◆ AIM OF THE TASK
Lay out as a numbered list, skipping blank lines, the items starting with the line containing "Tag the magenta" and going on through the end of the items.

◆ LISTING
_ _ _ _ _

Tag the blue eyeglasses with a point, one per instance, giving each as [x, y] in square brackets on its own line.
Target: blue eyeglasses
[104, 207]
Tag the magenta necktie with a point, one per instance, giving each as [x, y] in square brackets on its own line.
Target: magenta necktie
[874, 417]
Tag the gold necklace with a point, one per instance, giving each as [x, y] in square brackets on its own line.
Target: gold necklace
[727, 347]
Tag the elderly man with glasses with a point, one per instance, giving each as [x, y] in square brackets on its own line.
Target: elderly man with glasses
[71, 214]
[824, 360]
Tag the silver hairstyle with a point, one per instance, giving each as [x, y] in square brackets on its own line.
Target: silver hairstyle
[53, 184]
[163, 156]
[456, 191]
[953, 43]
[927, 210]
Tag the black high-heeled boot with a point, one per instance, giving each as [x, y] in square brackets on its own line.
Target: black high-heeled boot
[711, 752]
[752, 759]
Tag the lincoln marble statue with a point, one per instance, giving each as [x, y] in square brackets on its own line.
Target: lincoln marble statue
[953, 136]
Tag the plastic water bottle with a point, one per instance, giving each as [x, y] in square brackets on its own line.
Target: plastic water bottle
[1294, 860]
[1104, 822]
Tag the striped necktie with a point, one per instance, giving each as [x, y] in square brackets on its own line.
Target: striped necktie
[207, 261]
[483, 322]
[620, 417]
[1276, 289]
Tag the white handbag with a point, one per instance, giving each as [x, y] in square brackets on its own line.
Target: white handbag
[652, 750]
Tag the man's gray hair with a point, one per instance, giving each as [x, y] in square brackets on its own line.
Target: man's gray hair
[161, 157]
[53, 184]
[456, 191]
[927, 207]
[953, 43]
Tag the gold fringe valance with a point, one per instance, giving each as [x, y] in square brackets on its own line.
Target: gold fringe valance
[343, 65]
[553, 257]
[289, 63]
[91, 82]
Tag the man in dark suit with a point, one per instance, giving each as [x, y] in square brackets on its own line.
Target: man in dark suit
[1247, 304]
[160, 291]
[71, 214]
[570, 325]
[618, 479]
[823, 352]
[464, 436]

_ _ _ _ _

◆ OUTPUT
1. Tag the magenta necktie with a point, one per instance, giving each as [x, y] in square brackets on its own line.
2. Target: magenta necktie
3. [874, 417]
4. Tag the gold necklace with a point, one per instance, giving each as [x, y] in square brackets on its own line.
5. Target: gold necklace
6. [727, 347]
7. Tag the elderly man with glasses with a point, one per instance, giving each as [x, y] in square brackets on its own line.
8. Target: elderly man with glasses
9. [71, 214]
10. [824, 360]
11. Tag the silver hairstyle with a point, one per instance, giving each as [x, y] in square brackets on its own line.
12. Target: silver hairstyle
13. [53, 184]
14. [163, 156]
15. [456, 191]
16. [953, 43]
17. [927, 210]
18. Tag the black high-heeled boot with a point, one per instance, giving each as [x, y] in square brackets on its own line.
19. Target: black high-heeled boot
20. [711, 752]
21. [752, 759]
22. Tag the lincoln marble statue with a point, one per instance, giving each as [x, y] in square brackets on its own line.
23. Target: lincoln marble statue
24. [953, 136]
25. Tag the plastic water bottle with a point, one per instance, giving each as [x, y] in square brackets on its own line.
26. Target: plastic water bottle
27. [1294, 860]
28. [1104, 822]
29. Tag the striped necktie with a point, one per instance, giving each as [x, y] in square brackets on its own line.
30. Target: striped necktie
31. [207, 261]
32. [483, 322]
33. [620, 417]
34. [1276, 289]
35. Tag the white handbag with a point, one per instance, giving each as [x, y] in square brackets on its own line.
36. Target: white handbag
37. [652, 750]
38. Tag the man's gray hair with a point, one per instance, giving each as [x, y] in square brackets on its own line.
39. Target: man's gray hair
40. [161, 157]
41. [53, 184]
42. [456, 191]
43. [927, 207]
44. [953, 43]
45. Tag the gold fringe valance with a point, one per instance, giving each as [x, y] in square brackets on its own line.
46. Target: gold fringe valance
47. [343, 65]
48. [553, 257]
49. [289, 63]
50. [91, 82]
51. Tag the man in dark suit with a point, one per instance, giving each as [x, y] in square brackets on its own line.
52. Target: man in dark suit
53. [1247, 304]
54. [160, 291]
55. [71, 214]
56. [570, 325]
57. [618, 479]
58. [823, 352]
59. [464, 436]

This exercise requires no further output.